:: WORK REQUIRED ::
Rewrite these lines as a numbered list, leaving out any blank lines.

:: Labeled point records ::
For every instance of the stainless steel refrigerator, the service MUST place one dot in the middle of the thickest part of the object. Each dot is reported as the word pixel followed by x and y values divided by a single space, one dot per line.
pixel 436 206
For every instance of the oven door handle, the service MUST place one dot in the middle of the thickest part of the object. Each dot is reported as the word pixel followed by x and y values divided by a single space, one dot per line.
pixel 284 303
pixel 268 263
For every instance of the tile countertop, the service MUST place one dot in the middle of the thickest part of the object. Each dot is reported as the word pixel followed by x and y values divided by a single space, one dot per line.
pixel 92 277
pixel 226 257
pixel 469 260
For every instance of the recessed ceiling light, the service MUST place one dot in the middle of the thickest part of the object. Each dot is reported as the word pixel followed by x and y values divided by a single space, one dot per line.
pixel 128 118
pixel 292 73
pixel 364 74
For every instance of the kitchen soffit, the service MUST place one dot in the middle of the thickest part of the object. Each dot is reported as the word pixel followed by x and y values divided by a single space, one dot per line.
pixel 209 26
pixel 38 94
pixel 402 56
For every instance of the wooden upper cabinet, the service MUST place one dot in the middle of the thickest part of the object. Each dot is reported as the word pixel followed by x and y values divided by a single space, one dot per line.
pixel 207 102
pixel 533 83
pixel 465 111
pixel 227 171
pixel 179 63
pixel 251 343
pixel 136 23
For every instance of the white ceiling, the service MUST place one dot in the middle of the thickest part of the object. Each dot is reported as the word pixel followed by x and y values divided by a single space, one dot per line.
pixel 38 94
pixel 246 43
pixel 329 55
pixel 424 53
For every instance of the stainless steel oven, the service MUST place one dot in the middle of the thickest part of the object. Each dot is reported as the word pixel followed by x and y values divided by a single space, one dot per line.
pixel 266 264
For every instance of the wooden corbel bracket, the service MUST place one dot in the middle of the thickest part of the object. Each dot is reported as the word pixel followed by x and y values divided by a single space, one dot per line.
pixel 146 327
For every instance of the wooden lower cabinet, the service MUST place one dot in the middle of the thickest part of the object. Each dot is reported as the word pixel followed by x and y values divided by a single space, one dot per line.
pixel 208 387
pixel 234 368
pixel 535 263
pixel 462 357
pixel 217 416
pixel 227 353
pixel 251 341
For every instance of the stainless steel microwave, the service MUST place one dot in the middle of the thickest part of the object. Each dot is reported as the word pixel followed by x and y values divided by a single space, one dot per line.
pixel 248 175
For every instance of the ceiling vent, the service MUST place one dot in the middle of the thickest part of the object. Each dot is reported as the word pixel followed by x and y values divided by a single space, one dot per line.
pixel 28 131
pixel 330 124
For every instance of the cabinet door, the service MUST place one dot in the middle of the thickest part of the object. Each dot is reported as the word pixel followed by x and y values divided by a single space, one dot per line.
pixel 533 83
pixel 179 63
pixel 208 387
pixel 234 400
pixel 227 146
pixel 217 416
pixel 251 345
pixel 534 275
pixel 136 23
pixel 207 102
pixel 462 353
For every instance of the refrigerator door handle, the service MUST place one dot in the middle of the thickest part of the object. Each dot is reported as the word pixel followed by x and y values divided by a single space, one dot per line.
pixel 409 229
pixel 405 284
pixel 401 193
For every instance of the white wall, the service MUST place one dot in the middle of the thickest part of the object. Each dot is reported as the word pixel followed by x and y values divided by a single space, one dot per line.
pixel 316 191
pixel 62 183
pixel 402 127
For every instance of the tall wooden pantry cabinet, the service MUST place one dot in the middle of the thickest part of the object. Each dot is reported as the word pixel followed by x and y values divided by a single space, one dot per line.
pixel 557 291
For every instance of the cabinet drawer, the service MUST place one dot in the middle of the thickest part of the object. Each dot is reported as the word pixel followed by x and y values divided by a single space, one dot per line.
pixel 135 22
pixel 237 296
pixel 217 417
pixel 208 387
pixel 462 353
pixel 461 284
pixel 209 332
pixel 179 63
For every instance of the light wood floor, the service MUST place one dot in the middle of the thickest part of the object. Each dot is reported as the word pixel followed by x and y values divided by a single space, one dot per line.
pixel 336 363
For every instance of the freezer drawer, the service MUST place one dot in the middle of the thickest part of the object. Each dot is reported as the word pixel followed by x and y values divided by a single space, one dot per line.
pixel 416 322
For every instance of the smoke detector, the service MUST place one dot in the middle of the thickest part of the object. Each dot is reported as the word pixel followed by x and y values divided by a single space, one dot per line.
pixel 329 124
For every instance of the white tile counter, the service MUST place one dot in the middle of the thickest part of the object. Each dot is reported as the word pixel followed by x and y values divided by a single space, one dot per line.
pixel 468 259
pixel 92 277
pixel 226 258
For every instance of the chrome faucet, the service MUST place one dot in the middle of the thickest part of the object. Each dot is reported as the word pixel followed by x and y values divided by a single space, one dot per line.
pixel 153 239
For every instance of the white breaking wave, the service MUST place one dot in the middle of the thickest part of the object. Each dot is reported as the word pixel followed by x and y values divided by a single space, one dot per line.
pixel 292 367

:: RESPONSE TO THE TASK ::
1. For every instance of the stainless steel refrigerator, the service MUST place one dot in the middle of the thickest part of the object. Each dot is reported as the word pixel followed by x and y values divided by a single space, one dot per line.
2. pixel 436 206
3. For every instance of the oven door handle, the service MUST place one dot in the middle of the thickest part of the object. Each dot is reported as the word pixel followed by x and y values divided by a single space, one dot per line.
4. pixel 284 303
5. pixel 268 263
6. For every instance of the tile countertop, the service MUST place one dot in the middle of the thickest part of the object. Each dot is reported as the word pixel followed by x and y values divided by a single space, one dot per line.
7. pixel 92 277
8. pixel 226 257
9. pixel 469 260
10. For every instance of the recessed ceiling light, the service MUST place one dot in the middle of the thickest part of the object. Each dot is reported as the word pixel followed by x and y values divided by a single space, one dot per line.
11. pixel 128 118
12. pixel 292 73
13. pixel 364 74
14. For every instance of the kitchen soffit, the service MUST place one dot in the middle of the thickest part of the object. Each dot is reported as the word pixel followed by x and y values divided by a single space, one dot per line.
15. pixel 209 26
16. pixel 38 94
17. pixel 402 56
18. For every instance of the wooden upper cabinet, the service MUST place one dot in the middle of the thickest part of the object. Each dot is reported as the word pixel followed by x and y values divided by a single space, one dot per line.
19. pixel 207 102
20. pixel 533 83
21. pixel 465 111
22. pixel 227 171
23. pixel 179 63
24. pixel 251 343
25. pixel 136 23
26. For every instance of the white ceiling, the service MUST place one dot in the middle of the thickest part of the object. Each dot is reported as the word pixel followed by x and y values divided by a single space, one dot per line.
27. pixel 38 94
28. pixel 246 43
29. pixel 329 55
30. pixel 424 53
31. For every instance of the stainless steel oven, the service MUST place one dot in the middle of the thickest part of the object. Each dot is reported as the word pixel followed by x and y values divided by a single space, one dot per line.
32. pixel 266 264
33. For every instance of the wooden corbel bracket, the service MUST place one dot in the middle of the thickest part of the object. Each dot is reported as the word pixel followed by x and y values divided by a single space, one dot per line.
34. pixel 146 327
35. For every instance of the wooden lower cabinet, the service MUST place one dot in the middle of the thickest part of the object. Each dot is reported as the word pixel followed by x and y values divided by a single space, one dot per line.
36. pixel 208 387
37. pixel 234 368
38. pixel 535 263
39. pixel 462 357
40. pixel 217 416
41. pixel 227 353
42. pixel 251 341
43. For every instance of the stainless steel microwave, the service MUST place one dot in the middle of the thickest part of the object. Each dot is reported as the word pixel followed by x and y values divided by a single space, one dot per line.
44. pixel 248 175
45. For every instance of the ceiling vent, the service MUST place one dot in the middle of the thickest part of the object. Each dot is reported as the word pixel followed by x and y values divided by a single space, one dot per line.
46. pixel 28 131
47. pixel 330 124
48. For every instance of the cabinet door, the service MUST place one dot in the middle of the thickest part of the object. Each dot is reported as the word pixel followed by x and y values divided by a single space, one dot per line.
49. pixel 533 83
50. pixel 179 63
51. pixel 208 387
52. pixel 234 400
53. pixel 227 146
54. pixel 217 416
55. pixel 251 345
56. pixel 534 275
57. pixel 136 23
58. pixel 207 102
59. pixel 462 353
60. For every instance of the refrigerator door handle, the service MUST place one dot in the middle of the thickest part of the object. Each dot is reported as the word pixel followed by x and y values divided by a single space, one dot per line.
61. pixel 409 229
62. pixel 405 284
63. pixel 401 193
64. For every instance of the white wall, the service MUST place one dot in the middle of the thickest part of the object. Each dot is reported as the word pixel followed by x and y values divided by a single space, one dot per line.
65. pixel 316 191
66. pixel 62 183
67. pixel 402 127
68. For every instance of the tall wooden pantry cabinet, the service MUST place one dot in the middle of the thickest part of the object. Each dot is reported as the word pixel followed by x and y values divided by a single space, one dot per line.
69. pixel 557 291
70. For every instance of the cabinet drawer, the service MUST place one dot in the middle of the thickest part of the object. Each dot is reported as the word pixel followed by x and y values divided by a single space, one dot per line.
71. pixel 135 22
72. pixel 237 296
73. pixel 217 417
74. pixel 208 387
75. pixel 462 353
76. pixel 461 284
77. pixel 209 332
78. pixel 179 63
79. For every instance of the light wood floor, the service MUST place one dot in the middle of the thickest part of the object. Each dot is reported as the word pixel followed by x and y values divided by a single space, one dot per line.
80. pixel 336 363
81. For every instance of the freezer drawer, the service MUST place one dot in the middle of the thickest part of the object. Each dot is reported as the word pixel followed by x and y values divided by a single space, one dot per line.
82. pixel 416 322
83. For every instance of the smoke detector, the service MUST place one dot in the middle of the thickest part of the object. Each dot is reported as the word pixel followed by x and y values divided by a single space, one dot per line.
84. pixel 329 124
85. For every instance of the white tile counter, the service MUST place one dot in the middle of the thickest part of the object. Each dot is reported as the word pixel followed by x and y values divided by a single space, one dot per line.
86. pixel 468 259
87. pixel 92 277
88. pixel 226 258
89. For every instance of the chrome faucet, the service MUST place one dot in the middle of the thickest part of the object. Each dot is reported as the word pixel followed by x and y values divided by a single space, one dot per line.
90. pixel 153 239
91. For every instance of the white breaking wave, the service MUST place one dot in the middle of the thickest part of the object. Each dot is reported as the word pixel followed by x and y values divided by a single space, one dot per line.
92. pixel 292 367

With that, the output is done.